Document excerpt
[start]
We are about to add more CPUs to the Main Proxy and see if that improves throughput.
What we changed (Add CPUs)
- Double the number of CPUs to 4 vCPU / 8 vCore.
- So far the number of connections into the proxy directly correlates to the amount of cpu utilization / load. Hopefully, by adding more processing power, we can scale up the number Test Agents and the overall load.
Test Setup
- Step Load Pattern
- 1000 initial users, 200 users every 10 seconds, max 4000 users
- 4 Test Agents
- Main Proxy
- 4 vCPU / 8 vCore
- 24 GB RAM
- AppPool Queue Length: 50,000 (default)
- WebFarm Request Timeout: 30 seconds (default)
- Impacted Web App Server
- 2 VMs
- Impacted Backend Service Server
- 6 VMs
- Classic ASP App
- CDNs used for 4 JS files and 1 CSS file
- Custom JS and CSS coming from Impacted Web App
- Images still coming from Impacted Web App
- JS is minified
- VS 2017 Test Suite
- WebTest Caching Enabled
Test Results
- Main Proxy
- CPU: 65% (down 27)
- Max Concurrent Connections: 15,000 (down 2,500)
- Impacted Web App
- CPU: 87%
- Impacted Backend Service
- CPU: 75%
- VS 2017 Test Suite
- Total Tests: 87,000 (up 22,000)
- Tests/Sec: 794 (up 200)
Adding the processing power seemed to help out everything. The extra processors allowed for more requests to be processed in parallel. This allowed for requests to be passed through and completely quicker, lower the number of concurrent requests. With the increased throughput the number of Tests that could be completed, increases the number of Tests/Sec.
Adding more CPUs to the Proxy helps everything in the system move faster. It parallelizes the requests flowing through it and prevents process contention.
[end]
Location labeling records
[start]
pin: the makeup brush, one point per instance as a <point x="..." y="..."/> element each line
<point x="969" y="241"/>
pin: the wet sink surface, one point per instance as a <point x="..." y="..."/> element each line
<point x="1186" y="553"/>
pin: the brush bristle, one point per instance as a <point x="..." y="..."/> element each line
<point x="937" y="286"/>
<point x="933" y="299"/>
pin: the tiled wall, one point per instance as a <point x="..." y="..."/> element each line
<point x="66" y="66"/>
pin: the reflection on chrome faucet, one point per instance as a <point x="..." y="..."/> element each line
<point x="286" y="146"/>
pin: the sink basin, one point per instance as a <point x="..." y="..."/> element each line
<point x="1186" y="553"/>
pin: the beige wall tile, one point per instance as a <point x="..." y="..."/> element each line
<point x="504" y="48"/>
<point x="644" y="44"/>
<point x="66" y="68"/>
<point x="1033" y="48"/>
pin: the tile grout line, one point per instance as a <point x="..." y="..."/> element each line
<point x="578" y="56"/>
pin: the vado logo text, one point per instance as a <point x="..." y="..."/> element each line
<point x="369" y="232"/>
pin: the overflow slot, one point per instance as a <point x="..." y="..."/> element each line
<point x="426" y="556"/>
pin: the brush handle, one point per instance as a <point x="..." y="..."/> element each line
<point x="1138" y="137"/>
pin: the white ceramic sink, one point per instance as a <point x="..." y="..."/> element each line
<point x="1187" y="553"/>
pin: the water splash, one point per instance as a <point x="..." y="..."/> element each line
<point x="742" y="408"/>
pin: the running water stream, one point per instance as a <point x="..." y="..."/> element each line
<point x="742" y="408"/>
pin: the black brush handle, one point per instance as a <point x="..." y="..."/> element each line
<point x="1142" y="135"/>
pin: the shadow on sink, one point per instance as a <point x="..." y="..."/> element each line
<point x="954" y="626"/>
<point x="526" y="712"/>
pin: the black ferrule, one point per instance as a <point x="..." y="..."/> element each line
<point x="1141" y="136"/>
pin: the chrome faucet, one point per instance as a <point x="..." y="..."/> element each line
[end]
What is asked
1 - Copy the location labeling rows from the line containing "pin: the running" through the last row, including both ends.
2 - Continue the write-up on adding CPUs to the Main Proxy from its final sentence.

In response
1 -
pin: the running water stream, one point per instance as a <point x="..." y="..."/> element each line
<point x="742" y="408"/>
pin: the black brush handle, one point per instance as a <point x="..." y="..."/> element each line
<point x="1142" y="135"/>
pin: the shadow on sink, one point per instance as a <point x="..." y="..."/> element each line
<point x="954" y="626"/>
<point x="526" y="712"/>
pin: the black ferrule, one point per instance as a <point x="..." y="..."/> element each line
<point x="1141" y="136"/>
pin: the chrome faucet, one point per instance as a <point x="..." y="..."/> element each line

2 -
So, where does the new bottleneck exist?
Now that the requests are making it to the Impact Web App, the CPU load has transferred to them and their associated Impacted Backend Services. This is a good thing. We’re moving the load further down the stack. Doing that successfully would push the load down to the database (DB); which is currently not under much load at all.
What we changed (Add more VMs)
- Added 1 more Impacted Web App Server
- Added 2 more Impacted Backend Services Servers
- The goal with these additions to use parallelization to allow for more requests to be processed at once and push the bottleneck towards the database.
Test Setup
- Step Load Pattern
- 1000 initial users, 200 users every 10 seconds, max 4000 users
- 4 Test Agents
- Main Proxy
- 4 vCPU / 8 vCore
- 24 GB RAM
- AppPool Queue Length: 50,000 (default)
- WebFarm Request Timeout: 30 seconds (default)
- Impacted Web App Server
- 3 VMs
- Impacted Backend Service Server
- 8 VMs
- Classic ASP App
- CDNs used for 4 JS files and 1 CSS file
- Custom JS and CSS coming from Impacted Web App
- Images still coming from Impacted Web App
- JS is minified
- VS 2017 Test Suite
- WebTest Caching Enabled
Test Results
- Main Proxy
- CPU: 62% (~ the same)
- Max Concurrent Connections: 14,000 (down 1,000)
- Impacted Web App
- CPU: 60%
- Impacted Backend Service
- CPU: 65%
- VS 2017 Test Suite
- Total Tests: 95,000 (up 8,000)
- Tests/Sec: 794 (~ the same)
The extra servers helped get requests through the system faster. So, the overall number of Tests that completed increased. This helped push the load a little further down.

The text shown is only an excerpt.